JOB - Set down the stretch of the lecture on market structures from "In reality, there" through "monopoly than others.", word for word.

EXCERPT -
============================================================

Between Monopoly and Competition

I. Introduction

Two weeks ago we studied competition. Last week we examined monopolies. If you own a business, which would you prefer? Don’t be too hasty in answering.

You would want perfect competition in the markets from which you buy your inputs, including your supply materials and your labor. That way you could keep your costs down. You would want a monopoly for your company in the market in which you sell your good or service. That way you could charge more and make higher profits.

In our example of a homeschool dinner, you would want several highly competitive caterers to choose from. The competition would drive down our cost for the dinner. But in selling tickets, we would want to be the only show in town. We would not want to have to compete against any other dinners or events. We wouldn’t want anyone else reducing our attendance or causing us to decrease our ticket prices.

In reality, there is almost never perfect competition. Complete monopolies are also rare. The business world is typically somewhere between perfect competition and a monopoly, depending on the market. Some markets are more competitive than others. Some companies enjoy more of a monopoly than others.

This lecture is devoted to all those situations in between perfect competition and true monopoly. The spectrum looks like this:

  1. Monopoly (MC=MR is how the price is determined)
  2. Cartel
  3. Oligopoly
  4. Monopolistic Competition
  5. Perfectly Contestable Markets
  6. Perfect Competition (P=ATC, average total cost, is how price is determined)

As a seller, you make more money the higher you are on the list. As a buyer, you save more money the lower you are the list. Let’s introduce each term:

Monopoly – A single seller of a product having no competition or close substitutes. The seller comprises the entire industry.

Cartel – A group of producers that band together to raise prices, restrict output, or allocate market share. OPEC, a group of mostly Arab oil producers attempting to keep profits high, is the most famous cartel.

Oligopoly – A few producers that dominate a market without fixing prices or output. If the good is identical among the companies, then it is a perfect or pure oligopoly. Examples include the steel and cement industries. Cement is cement, period. If the good is not identical, then it is an imperfect oligopoly. Examples are the car or soap industries. Cars are not identical to each other, but the auto industry is an oligopoly.

============================================================

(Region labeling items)

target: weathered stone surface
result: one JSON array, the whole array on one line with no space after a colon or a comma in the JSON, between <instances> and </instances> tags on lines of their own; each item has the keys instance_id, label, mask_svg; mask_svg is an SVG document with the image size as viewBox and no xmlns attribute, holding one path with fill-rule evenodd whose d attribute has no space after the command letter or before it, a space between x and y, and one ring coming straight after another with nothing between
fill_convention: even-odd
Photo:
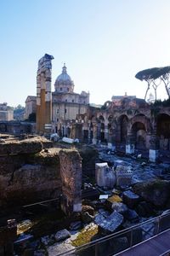
<instances>
[{"instance_id":1,"label":"weathered stone surface","mask_svg":"<svg viewBox=\"0 0 170 256\"><path fill-rule=\"evenodd\" d=\"M70 229L71 230L77 230L82 227L82 221L74 221L71 223Z\"/></svg>"},{"instance_id":2,"label":"weathered stone surface","mask_svg":"<svg viewBox=\"0 0 170 256\"><path fill-rule=\"evenodd\" d=\"M99 157L98 150L94 147L86 145L79 149L79 154L82 159L82 173L94 177L95 163Z\"/></svg>"},{"instance_id":3,"label":"weathered stone surface","mask_svg":"<svg viewBox=\"0 0 170 256\"><path fill-rule=\"evenodd\" d=\"M97 163L95 165L95 179L99 187L113 189L116 184L115 173L107 163Z\"/></svg>"},{"instance_id":4,"label":"weathered stone surface","mask_svg":"<svg viewBox=\"0 0 170 256\"><path fill-rule=\"evenodd\" d=\"M117 166L116 169L116 185L129 186L132 183L133 171L131 166Z\"/></svg>"},{"instance_id":5,"label":"weathered stone surface","mask_svg":"<svg viewBox=\"0 0 170 256\"><path fill-rule=\"evenodd\" d=\"M131 190L124 191L122 196L123 201L129 208L133 208L139 201L139 196Z\"/></svg>"},{"instance_id":6,"label":"weathered stone surface","mask_svg":"<svg viewBox=\"0 0 170 256\"><path fill-rule=\"evenodd\" d=\"M128 211L127 206L122 202L113 202L111 205L111 209L122 215L124 215Z\"/></svg>"},{"instance_id":7,"label":"weathered stone surface","mask_svg":"<svg viewBox=\"0 0 170 256\"><path fill-rule=\"evenodd\" d=\"M82 212L88 212L92 216L94 216L94 209L90 206L83 205L82 207Z\"/></svg>"},{"instance_id":8,"label":"weathered stone surface","mask_svg":"<svg viewBox=\"0 0 170 256\"><path fill-rule=\"evenodd\" d=\"M136 211L142 217L150 217L154 214L153 205L147 201L139 202L136 207Z\"/></svg>"},{"instance_id":9,"label":"weathered stone surface","mask_svg":"<svg viewBox=\"0 0 170 256\"><path fill-rule=\"evenodd\" d=\"M90 215L88 212L82 212L81 216L84 224L89 224L94 220L94 216Z\"/></svg>"},{"instance_id":10,"label":"weathered stone surface","mask_svg":"<svg viewBox=\"0 0 170 256\"><path fill-rule=\"evenodd\" d=\"M66 253L69 250L73 250L75 247L71 246L71 243L67 242L57 242L53 246L48 247L48 255L54 256L54 255L60 255L61 253ZM68 255L68 253L66 253ZM66 255L65 254L65 255ZM73 253L74 255L74 253Z\"/></svg>"},{"instance_id":11,"label":"weathered stone surface","mask_svg":"<svg viewBox=\"0 0 170 256\"><path fill-rule=\"evenodd\" d=\"M133 189L144 201L152 203L156 207L162 207L169 198L170 182L164 180L144 182L134 184Z\"/></svg>"},{"instance_id":12,"label":"weathered stone surface","mask_svg":"<svg viewBox=\"0 0 170 256\"><path fill-rule=\"evenodd\" d=\"M98 224L102 235L108 235L118 230L123 223L123 217L115 211L108 218L101 214L97 215L94 222Z\"/></svg>"},{"instance_id":13,"label":"weathered stone surface","mask_svg":"<svg viewBox=\"0 0 170 256\"><path fill-rule=\"evenodd\" d=\"M65 229L62 230L60 230L55 234L55 240L57 241L65 240L65 239L69 238L69 237L71 237L71 233Z\"/></svg>"},{"instance_id":14,"label":"weathered stone surface","mask_svg":"<svg viewBox=\"0 0 170 256\"><path fill-rule=\"evenodd\" d=\"M42 149L42 144L37 140L7 141L1 143L0 154L35 154Z\"/></svg>"},{"instance_id":15,"label":"weathered stone surface","mask_svg":"<svg viewBox=\"0 0 170 256\"><path fill-rule=\"evenodd\" d=\"M139 221L139 215L134 210L128 209L128 211L125 212L124 217L126 219L136 223Z\"/></svg>"},{"instance_id":16,"label":"weathered stone surface","mask_svg":"<svg viewBox=\"0 0 170 256\"><path fill-rule=\"evenodd\" d=\"M59 149L1 157L0 204L24 205L59 196Z\"/></svg>"},{"instance_id":17,"label":"weathered stone surface","mask_svg":"<svg viewBox=\"0 0 170 256\"><path fill-rule=\"evenodd\" d=\"M63 198L62 210L66 214L82 211L82 158L76 150L60 153Z\"/></svg>"}]
</instances>

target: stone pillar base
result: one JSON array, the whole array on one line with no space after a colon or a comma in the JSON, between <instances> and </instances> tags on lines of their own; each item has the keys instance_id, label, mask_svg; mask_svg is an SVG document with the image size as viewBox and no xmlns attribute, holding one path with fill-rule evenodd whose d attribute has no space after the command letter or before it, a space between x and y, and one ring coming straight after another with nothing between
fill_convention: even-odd
<instances>
[{"instance_id":1,"label":"stone pillar base","mask_svg":"<svg viewBox=\"0 0 170 256\"><path fill-rule=\"evenodd\" d=\"M156 162L159 155L158 149L150 149L149 152L149 160L150 162Z\"/></svg>"},{"instance_id":2,"label":"stone pillar base","mask_svg":"<svg viewBox=\"0 0 170 256\"><path fill-rule=\"evenodd\" d=\"M97 139L93 138L92 139L92 143L96 145L97 144Z\"/></svg>"},{"instance_id":3,"label":"stone pillar base","mask_svg":"<svg viewBox=\"0 0 170 256\"><path fill-rule=\"evenodd\" d=\"M82 212L82 202L80 203L74 203L73 204L73 212Z\"/></svg>"},{"instance_id":4,"label":"stone pillar base","mask_svg":"<svg viewBox=\"0 0 170 256\"><path fill-rule=\"evenodd\" d=\"M110 143L107 143L107 148L108 148L109 149L111 149L112 151L114 151L115 148L116 148L116 146L113 145L113 144Z\"/></svg>"},{"instance_id":5,"label":"stone pillar base","mask_svg":"<svg viewBox=\"0 0 170 256\"><path fill-rule=\"evenodd\" d=\"M134 154L134 144L126 145L126 154Z\"/></svg>"}]
</instances>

============================================================

ANSWER IN FULL -
In reality, there is almost never perfect competition. Complete monopolies are also rare. The business world is typically somewhere between perfect competition and a monopoly, depending on the market. Some markets are more competitive than others. Some companies enjoy more of a monopoly than others.